:: RECORDS SUPPLIED

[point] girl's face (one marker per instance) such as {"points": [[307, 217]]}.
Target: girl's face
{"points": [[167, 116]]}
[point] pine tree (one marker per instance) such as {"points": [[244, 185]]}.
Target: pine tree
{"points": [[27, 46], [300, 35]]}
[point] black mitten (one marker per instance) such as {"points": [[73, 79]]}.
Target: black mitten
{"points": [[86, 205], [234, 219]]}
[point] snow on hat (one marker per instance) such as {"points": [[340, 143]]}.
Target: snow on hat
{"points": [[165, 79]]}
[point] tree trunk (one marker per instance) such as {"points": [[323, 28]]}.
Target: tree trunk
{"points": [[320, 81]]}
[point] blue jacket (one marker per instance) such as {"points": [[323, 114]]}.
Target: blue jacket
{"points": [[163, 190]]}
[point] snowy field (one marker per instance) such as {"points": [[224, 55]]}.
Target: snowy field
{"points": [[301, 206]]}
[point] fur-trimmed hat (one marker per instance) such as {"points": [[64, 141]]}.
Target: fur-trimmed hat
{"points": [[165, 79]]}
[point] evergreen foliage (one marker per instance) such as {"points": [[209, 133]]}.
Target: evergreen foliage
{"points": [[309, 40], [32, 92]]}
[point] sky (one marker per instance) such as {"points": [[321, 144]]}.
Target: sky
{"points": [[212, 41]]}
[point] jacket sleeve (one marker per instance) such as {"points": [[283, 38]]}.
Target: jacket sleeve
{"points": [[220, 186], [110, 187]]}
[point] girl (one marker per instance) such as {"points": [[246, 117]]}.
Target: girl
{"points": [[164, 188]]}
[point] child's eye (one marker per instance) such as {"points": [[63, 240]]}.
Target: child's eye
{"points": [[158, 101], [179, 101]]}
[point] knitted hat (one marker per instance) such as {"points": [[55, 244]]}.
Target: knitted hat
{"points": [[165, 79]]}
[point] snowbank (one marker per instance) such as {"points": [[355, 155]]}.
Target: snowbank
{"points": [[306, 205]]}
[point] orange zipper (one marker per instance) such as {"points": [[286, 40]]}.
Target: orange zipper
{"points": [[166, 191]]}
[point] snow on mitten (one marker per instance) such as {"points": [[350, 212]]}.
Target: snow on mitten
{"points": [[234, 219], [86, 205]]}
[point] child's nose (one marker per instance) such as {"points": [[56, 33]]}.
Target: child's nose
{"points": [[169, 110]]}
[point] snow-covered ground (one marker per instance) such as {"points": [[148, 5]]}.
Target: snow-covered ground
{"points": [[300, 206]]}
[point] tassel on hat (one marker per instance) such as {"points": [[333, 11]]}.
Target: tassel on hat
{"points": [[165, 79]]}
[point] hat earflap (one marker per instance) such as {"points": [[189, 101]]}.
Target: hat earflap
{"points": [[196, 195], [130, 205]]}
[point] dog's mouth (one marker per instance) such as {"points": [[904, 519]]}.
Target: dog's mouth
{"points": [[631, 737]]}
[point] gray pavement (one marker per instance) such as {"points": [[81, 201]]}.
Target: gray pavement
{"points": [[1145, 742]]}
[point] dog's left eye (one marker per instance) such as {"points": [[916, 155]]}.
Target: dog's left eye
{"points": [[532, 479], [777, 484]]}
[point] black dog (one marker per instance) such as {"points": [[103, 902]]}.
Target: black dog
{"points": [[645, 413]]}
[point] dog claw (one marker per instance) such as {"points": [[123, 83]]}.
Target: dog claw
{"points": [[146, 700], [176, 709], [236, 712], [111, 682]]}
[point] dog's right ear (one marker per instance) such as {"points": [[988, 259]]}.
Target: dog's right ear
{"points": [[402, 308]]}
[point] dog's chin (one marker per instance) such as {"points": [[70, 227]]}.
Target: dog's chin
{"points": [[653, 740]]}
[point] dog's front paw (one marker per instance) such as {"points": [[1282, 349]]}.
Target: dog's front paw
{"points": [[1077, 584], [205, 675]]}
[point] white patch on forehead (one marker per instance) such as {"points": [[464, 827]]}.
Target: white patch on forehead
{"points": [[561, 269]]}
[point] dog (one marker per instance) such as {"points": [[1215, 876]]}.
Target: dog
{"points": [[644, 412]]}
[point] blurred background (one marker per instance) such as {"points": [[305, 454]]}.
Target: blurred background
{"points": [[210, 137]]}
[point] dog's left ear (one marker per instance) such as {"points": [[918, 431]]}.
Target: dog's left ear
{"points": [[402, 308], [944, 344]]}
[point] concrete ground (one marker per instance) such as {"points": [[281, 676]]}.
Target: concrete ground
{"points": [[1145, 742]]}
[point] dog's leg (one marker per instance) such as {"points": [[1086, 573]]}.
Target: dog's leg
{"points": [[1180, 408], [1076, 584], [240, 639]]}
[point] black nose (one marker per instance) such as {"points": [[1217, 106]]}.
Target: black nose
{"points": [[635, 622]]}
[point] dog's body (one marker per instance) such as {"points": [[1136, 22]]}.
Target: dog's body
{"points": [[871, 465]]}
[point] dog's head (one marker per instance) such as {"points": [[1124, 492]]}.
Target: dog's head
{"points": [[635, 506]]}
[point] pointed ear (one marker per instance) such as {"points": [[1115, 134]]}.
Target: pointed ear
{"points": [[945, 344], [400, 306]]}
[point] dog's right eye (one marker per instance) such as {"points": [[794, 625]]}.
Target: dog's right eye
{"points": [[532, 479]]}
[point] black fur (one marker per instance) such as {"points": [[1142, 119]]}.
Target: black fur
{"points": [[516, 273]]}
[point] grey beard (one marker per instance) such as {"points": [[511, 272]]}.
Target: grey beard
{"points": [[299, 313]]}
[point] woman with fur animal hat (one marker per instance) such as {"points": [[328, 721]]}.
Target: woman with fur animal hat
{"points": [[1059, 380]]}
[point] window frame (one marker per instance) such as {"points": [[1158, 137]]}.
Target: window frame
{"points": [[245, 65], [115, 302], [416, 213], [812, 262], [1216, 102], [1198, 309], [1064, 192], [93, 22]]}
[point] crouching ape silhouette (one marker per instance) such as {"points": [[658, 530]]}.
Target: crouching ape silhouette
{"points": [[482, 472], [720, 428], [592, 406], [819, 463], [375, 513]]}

::::

= PROBLEM TO WORK ON =
What is needed is a word-for-word copy of all the records above.

= WRITTEN ANSWER =
[point] girl's face (one marker per instance) such as {"points": [[307, 217]]}.
Target: girl's face
{"points": [[167, 116]]}
[point] pine tree (one marker per instance) such as {"points": [[244, 185]]}.
Target: pine tree
{"points": [[27, 46], [300, 35]]}
[point] black mitten (one marker per instance) such as {"points": [[73, 79]]}.
Target: black mitten
{"points": [[86, 205], [234, 219]]}
[point] snow on hat (one marker per instance) such as {"points": [[340, 143]]}.
Target: snow on hat
{"points": [[165, 79]]}
[point] tree trunk (one marker per instance) such as {"points": [[323, 28]]}.
Target: tree trunk
{"points": [[320, 81]]}
[point] blue jacket (one marker per instance) such as {"points": [[323, 114]]}.
Target: blue jacket
{"points": [[163, 190]]}
[point] snowy field (one marker per instance) such as {"points": [[224, 55]]}.
Target: snowy field
{"points": [[301, 206]]}
[point] fur-trimmed hat (one marker per instance) such as {"points": [[64, 141]]}.
Target: fur-trimmed hat
{"points": [[165, 79]]}
[point] evergreen foliage (one marker per instance) such as {"points": [[209, 133]]}.
Target: evergreen foliage
{"points": [[309, 40], [32, 92]]}
[point] sky (one marker per instance) such as {"points": [[321, 144]]}.
Target: sky
{"points": [[212, 41]]}
[point] jacket sleeve (one marker per instance) such as {"points": [[283, 38]]}.
Target: jacket sleeve
{"points": [[220, 186], [110, 187]]}
[point] girl (one marker per instance) such as {"points": [[246, 117]]}.
Target: girl
{"points": [[164, 188]]}
[point] child's eye (one marker per instance) such as {"points": [[63, 240]]}.
Target: child's eye
{"points": [[158, 101], [179, 101]]}
[point] knitted hat (one marker per instance) such as {"points": [[55, 244]]}.
Target: knitted hat
{"points": [[165, 79]]}
[point] snowbank (one marker per instance) such as {"points": [[355, 155]]}.
Target: snowbank
{"points": [[306, 205]]}
[point] orange zipper (one marker per instance) such as {"points": [[286, 40]]}.
Target: orange zipper
{"points": [[166, 191]]}
[point] snow on mitten (one marker per instance) such as {"points": [[350, 212]]}.
Target: snow on mitten
{"points": [[234, 219], [86, 205]]}
[point] child's nose (one marker per instance) such as {"points": [[56, 33]]}.
Target: child's nose
{"points": [[169, 110]]}
[point] snow-covered ground (one marker per instance) such as {"points": [[148, 5]]}.
Target: snow-covered ground
{"points": [[300, 206]]}
[point] tassel on hat (one marker per instance) such as {"points": [[333, 11]]}.
Target: tassel on hat
{"points": [[165, 79]]}
[point] hat earflap (one marker per instance) such as {"points": [[189, 101]]}.
Target: hat earflap
{"points": [[196, 195], [130, 205]]}
[point] dog's mouth (one marker per instance) such as {"points": [[904, 519]]}.
Target: dog's mouth
{"points": [[631, 737]]}
[point] gray pavement (one marker per instance) such as {"points": [[81, 201]]}.
Target: gray pavement
{"points": [[1145, 742]]}
[point] dog's left eye (one marker per instance) such as {"points": [[916, 155]]}.
Target: dog's left eye
{"points": [[532, 479], [777, 484]]}
[point] black dog (one marker per instance) such as {"points": [[103, 902]]}.
Target: black dog
{"points": [[645, 413]]}
[point] dog claw (one marker per instance) such as {"points": [[123, 83]]}.
Target: dog claw
{"points": [[146, 700], [176, 709], [236, 712], [111, 682]]}
[point] dog's right ear (one marker per instance) such as {"points": [[988, 259]]}.
Target: dog's right ear
{"points": [[402, 308]]}
[point] dog's chin (one marker per instance) such as {"points": [[70, 227]]}.
Target: dog's chin
{"points": [[653, 740]]}
[point] dog's front paw (one marker per instance) such as {"points": [[1282, 349]]}.
Target: dog's front paw
{"points": [[1077, 584], [205, 675]]}
[point] white patch on forehead (one marker per instance) such as {"points": [[464, 827]]}.
Target: white patch on forehead
{"points": [[561, 269]]}
[point] dog (one marker per instance) such as {"points": [[1215, 876]]}.
Target: dog
{"points": [[644, 412]]}
[point] blurred background (one marker per instance) such as {"points": [[305, 454]]}.
Target: blurred background
{"points": [[210, 137]]}
[point] dog's left ear (one marker per instance) such as {"points": [[918, 431]]}.
Target: dog's left ear
{"points": [[402, 308], [944, 344]]}
[point] concrete ground (one marker per instance) such as {"points": [[281, 676]]}.
Target: concrete ground
{"points": [[1145, 742]]}
[point] dog's leg (one marker per instance) such as {"points": [[1086, 573]]}.
Target: dog's leg
{"points": [[1180, 408], [1076, 584], [240, 639]]}
[point] black nose (one marker per instance) such as {"points": [[1217, 106]]}.
Target: black nose
{"points": [[635, 622]]}
[point] dog's body (one marker per instance) such as {"points": [[1136, 22]]}.
Target: dog's body
{"points": [[871, 465]]}
[point] dog's head (one marker per instance) such as {"points": [[1124, 492]]}.
Target: dog's head
{"points": [[635, 506]]}
[point] pointed ear (one marker per instance) such as {"points": [[1115, 134]]}.
Target: pointed ear
{"points": [[945, 344], [400, 306]]}
[point] dog's right eye (one marker per instance) such as {"points": [[794, 625]]}.
Target: dog's right eye
{"points": [[532, 479]]}
[point] black fur (one marker per instance) such as {"points": [[1142, 119]]}.
Target: black fur
{"points": [[516, 273]]}
[point] grey beard (one marker per instance) such as {"points": [[511, 272]]}.
Target: grey beard
{"points": [[299, 313]]}
[point] woman with fur animal hat (one marker per instance) such as {"points": [[328, 721]]}.
Target: woman with fur animal hat
{"points": [[1059, 380]]}
[point] window frame (one marker per instance) such as {"points": [[1158, 137]]}.
Target: window frame
{"points": [[245, 65], [115, 302], [416, 213], [812, 262], [1216, 102], [1198, 309], [1064, 192], [93, 22]]}
[point] crouching ape silhouette (one marker per instance) such as {"points": [[658, 530]]}.
Target: crouching ape silhouette
{"points": [[482, 472], [720, 428], [592, 406], [819, 463], [375, 513]]}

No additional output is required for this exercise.